> [Work required]: Output all records precisely as written.

** Information supplied follows **

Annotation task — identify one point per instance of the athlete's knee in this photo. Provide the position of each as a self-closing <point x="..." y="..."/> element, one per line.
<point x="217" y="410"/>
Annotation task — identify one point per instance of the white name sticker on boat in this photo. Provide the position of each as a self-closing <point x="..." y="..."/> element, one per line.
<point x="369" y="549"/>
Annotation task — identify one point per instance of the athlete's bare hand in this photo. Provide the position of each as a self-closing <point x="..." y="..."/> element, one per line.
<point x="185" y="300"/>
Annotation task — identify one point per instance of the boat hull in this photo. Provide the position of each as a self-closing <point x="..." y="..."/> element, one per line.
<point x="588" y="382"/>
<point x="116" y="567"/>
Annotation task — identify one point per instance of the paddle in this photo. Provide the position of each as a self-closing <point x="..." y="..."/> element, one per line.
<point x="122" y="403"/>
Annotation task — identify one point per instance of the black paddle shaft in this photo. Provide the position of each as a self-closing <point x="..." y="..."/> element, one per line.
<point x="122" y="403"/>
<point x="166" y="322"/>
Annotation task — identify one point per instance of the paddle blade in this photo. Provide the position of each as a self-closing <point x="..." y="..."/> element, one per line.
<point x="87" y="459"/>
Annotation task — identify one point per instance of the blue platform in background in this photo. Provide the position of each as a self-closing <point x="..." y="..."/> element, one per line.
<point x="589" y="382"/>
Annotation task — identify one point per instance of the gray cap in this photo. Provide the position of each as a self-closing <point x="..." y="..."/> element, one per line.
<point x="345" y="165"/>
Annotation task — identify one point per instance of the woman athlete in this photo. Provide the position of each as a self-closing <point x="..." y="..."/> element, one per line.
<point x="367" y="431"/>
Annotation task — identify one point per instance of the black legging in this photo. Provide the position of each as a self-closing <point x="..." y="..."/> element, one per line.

** End of Information supplied **

> [Response to the exercise]:
Annotation task — identify one point per instance of the athlete's knee in this photo. Provide the position of each as a self-closing <point x="..." y="..."/> element, one per line.
<point x="217" y="410"/>
Annotation task — identify one point per instance of the white name sticker on boat in this photo. Provide the position of each as a self-closing <point x="..." y="..."/> element, one per line.
<point x="369" y="549"/>
Annotation task — identify one point per instance of the athlete's bare hand in this photo. Provide the position of each as a self-closing <point x="..." y="..."/> element, one per line.
<point x="185" y="300"/>
Annotation task — identify one point per instance of the boat hull in this photo. Provide the position of each as a self-closing <point x="..." y="..."/> element, one per line.
<point x="588" y="382"/>
<point x="116" y="567"/>
Annotation task — identify one point per instance of the paddle in this photo. Provide the position of each as a self-closing <point x="..." y="..."/> element, one per line.
<point x="122" y="403"/>
Annotation task — identify one point per instance of the black paddle shaft in this photo. Provide the position of each as a self-closing <point x="..." y="..."/> element, one per line.
<point x="122" y="403"/>
<point x="166" y="322"/>
Annotation task — identify one point per instance of the paddle blade in this photo. Provide the position of each as a self-closing <point x="..." y="..."/> element, one per line.
<point x="87" y="459"/>
Annotation task — identify one point per instance of the blue platform in background in this photo. Provide the position of each as a self-closing <point x="..." y="..."/> element, one per line.
<point x="589" y="382"/>
Annotation task — identify one point per instance of the gray cap in this photo. Provide the position of each as a self-closing <point x="..." y="..."/> element, one per line.
<point x="345" y="165"/>
Annotation task — identify one point per instance of the woman athlete in this photo. Provide the position of each as a self-closing <point x="..." y="..."/> element, one per line.
<point x="367" y="431"/>
Annotation task — identify one point per instance of the black legging in this photo. Provide the position of each as a self-closing <point x="..." y="..."/> element, one per line.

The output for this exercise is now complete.